**** EXCERPTED PASSAGE ****

Also, I literally started pulling my hair out from the stress.  It wasn't something conscious—it was my equivalent to chewing on fingernails.   I would find myself doing it and not even realize it. In a nutshell, I was a complete physical mess.

I am much better now but I still find myself having heightened reactions to any kind of experience that has the slightest overtone of abuse or control and my emotions are really extreme.  

There is no doubt in my mind I have been changed by the abuse but I also know I can fight to heal the damage.  

Now, where are my damn keys? 

* If you've been through this, I'd love to know how you're doing, if you can relate, and what helped you.  
​
Reference:
Neuroscience reveals that long-term narcissistic abuse may cause brain damageby Lachlan Brown | Nov 17, 2017


​
2 Comments
Stacey
11/30/2017 10:13:17 pm

Your article hit so close to home-I never had panic attacks before but since my relationship with a narcissist my subconscious responds with a panic attack about any change outside the norm before I can consciously talk myself down. It doesn’t matter if it’s stress or excitement my mind is triggered by the highs or lows and my body reacts.

Reply
Holly link
12/1/2017 06:11:28 am

Whoa...didn’t know this but it makes sense.

As I grew up w a narcissistic parent, I was her crutch, scapegoat, her mirror image (she projected her weaknesses on US) and her whipping boy. I cld never do enough, and I certainly didn’t do it right. I was a heavier kid...that was my fault too, I was a comfort eater, I had his genes that would make me fat, but I now know my stress levels were out of control. I was HIGH on cortisol, fear & wanting praise.

Eventually, I tried to “tune in” to the energy. If I “felt” fire, I steered clear. I’d try to disappear, not be seen, not make sound, not make any requests for myself or my needs. I never asked for money...I either did without or I used my personal stash (I had jobs at a young age...babysitting & paper route at less than 12, so I could buy what I needed (I would often buy my abuser gifts to get her approval)

****

• [REQUIRED ACTION 1]
In the narcissistic abuse post, what does the writer say pulling out hair from stress was equivalent to?
• [REQUIRED ACTION 2]
Condense the paragraph of the narcissistic abuse post that begins "As I grew up w a narcissistic parent" into a short bulleted list that keeps its main facts.
• [REQUIRED ACTION 3]
Extend the narcissistic abuse post by a few sentences, picking up after its final line in the voice of the same commenter.

**** GIVEN RECORDS ****

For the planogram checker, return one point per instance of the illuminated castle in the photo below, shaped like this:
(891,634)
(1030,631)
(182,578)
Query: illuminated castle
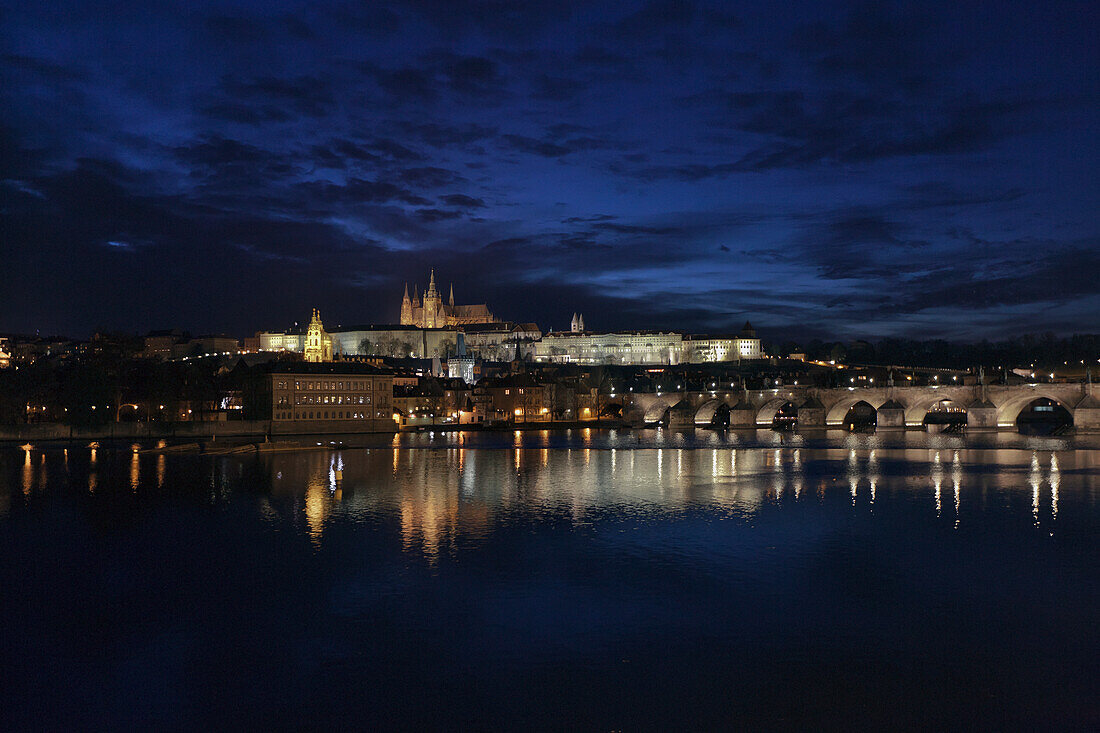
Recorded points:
(432,313)
(318,345)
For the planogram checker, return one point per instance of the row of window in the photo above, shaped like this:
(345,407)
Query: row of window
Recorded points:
(361,385)
(322,415)
(326,400)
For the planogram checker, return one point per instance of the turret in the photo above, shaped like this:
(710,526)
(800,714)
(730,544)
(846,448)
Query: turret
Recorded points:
(431,305)
(406,307)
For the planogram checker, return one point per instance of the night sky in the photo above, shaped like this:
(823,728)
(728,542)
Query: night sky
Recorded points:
(820,168)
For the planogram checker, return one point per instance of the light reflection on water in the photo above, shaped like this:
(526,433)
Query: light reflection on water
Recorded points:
(956,566)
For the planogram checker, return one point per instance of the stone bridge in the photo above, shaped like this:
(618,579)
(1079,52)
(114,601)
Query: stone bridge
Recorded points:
(895,406)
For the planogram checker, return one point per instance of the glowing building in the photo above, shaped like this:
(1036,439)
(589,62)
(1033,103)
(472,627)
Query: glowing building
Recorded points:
(432,313)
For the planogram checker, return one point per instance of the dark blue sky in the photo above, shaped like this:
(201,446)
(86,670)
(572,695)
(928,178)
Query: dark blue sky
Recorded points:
(817,167)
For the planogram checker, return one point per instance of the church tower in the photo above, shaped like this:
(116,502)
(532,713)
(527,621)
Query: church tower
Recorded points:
(431,305)
(318,343)
(407,307)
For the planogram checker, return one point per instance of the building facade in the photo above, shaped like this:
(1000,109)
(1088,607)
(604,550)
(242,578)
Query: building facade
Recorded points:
(620,348)
(318,345)
(301,397)
(433,313)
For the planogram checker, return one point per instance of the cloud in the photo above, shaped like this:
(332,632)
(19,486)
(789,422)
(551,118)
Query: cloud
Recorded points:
(462,200)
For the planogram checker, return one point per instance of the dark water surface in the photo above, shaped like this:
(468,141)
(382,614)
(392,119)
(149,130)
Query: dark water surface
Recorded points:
(580,580)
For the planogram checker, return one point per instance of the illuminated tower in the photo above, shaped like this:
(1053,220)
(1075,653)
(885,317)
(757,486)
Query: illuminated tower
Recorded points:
(407,308)
(318,343)
(432,305)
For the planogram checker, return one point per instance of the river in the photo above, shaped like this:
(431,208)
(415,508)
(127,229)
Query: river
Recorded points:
(580,579)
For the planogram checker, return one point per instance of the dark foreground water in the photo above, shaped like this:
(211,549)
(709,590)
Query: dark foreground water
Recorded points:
(564,580)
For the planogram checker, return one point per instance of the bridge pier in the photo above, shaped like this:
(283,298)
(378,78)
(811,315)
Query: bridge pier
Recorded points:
(812,413)
(743,415)
(981,416)
(1087,415)
(890,415)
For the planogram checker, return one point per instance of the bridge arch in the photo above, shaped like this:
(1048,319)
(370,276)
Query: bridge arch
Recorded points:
(658,412)
(1010,408)
(839,409)
(711,409)
(766,414)
(919,404)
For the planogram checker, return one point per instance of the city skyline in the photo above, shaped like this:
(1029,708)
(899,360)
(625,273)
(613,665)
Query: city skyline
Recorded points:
(836,171)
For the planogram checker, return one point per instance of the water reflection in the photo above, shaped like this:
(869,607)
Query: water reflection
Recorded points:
(438,499)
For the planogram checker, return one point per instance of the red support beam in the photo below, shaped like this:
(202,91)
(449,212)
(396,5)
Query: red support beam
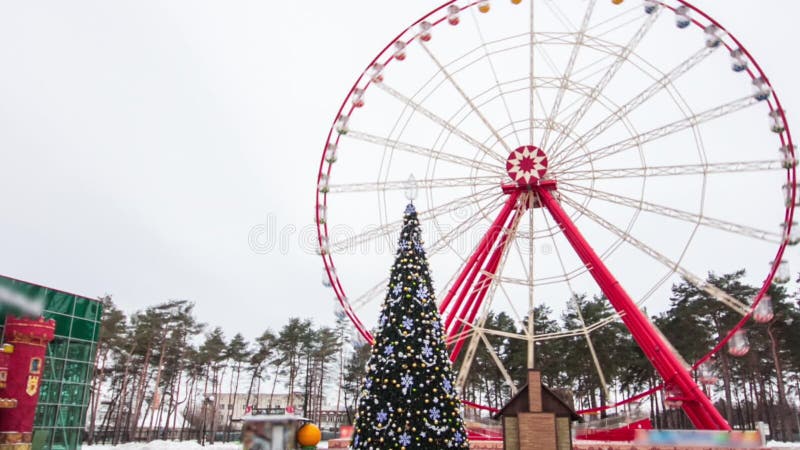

****

• [EXERCISE RESPONSE 1]
Chewing on fingernails.

• [EXERCISE RESPONSE 2]
- The commenter grew up with a narcissistic parent.
- The commenter served as her crutch, scapegoat, mirror image and whipping boy, since she projected her weaknesses onto them.
- Nothing the commenter did was ever enough or done right.
- The commenter was a heavier child who comfort-ate and was blamed for the weight.
- The commenter now knows their stress levels were out of control: high on cortisol, fear and a desire for praise.

• [EXERCISE RESPONSE 3]
Anyway, when I finally moved out...I would freak if my PLANS went awry. I would FREAK if people would tell me something that was slightly not true or not what I knew it to be. I would FREAK about the dumbest things... I would ask people “What does that mean” when they said things, looking for the angle, listening to negative validation, ...they were often words of observation but I took it all as Critism. I would be offended if I didn’t have the answer, Bc someone might think I’m stupid, the problem, trouble, not good enough... all the feelings I felt when I lived under the roof with my abuser!

And now, I can see how these were PTSD type reactions & outbursts. I wasn’t under her roof, but mentally I wasnt out from under her control!

I’m still breaking free, but this helps me sooo much. I just thought I was an asshole sometimes. 😳🤪 i didn’t understand why I would be so defensive or reactionary.

As for memory loss...yeah. I have a lot of I don’t know what happened. I struggle to remember good times.
I attributed brain fog, hormone imbalances, increased anxiety, emotional roller coaster to leaky gut issues...it’s possible, some of the leaky gut may be due to hippocampus & amygdala being out of balance disrupting other hormonal issues.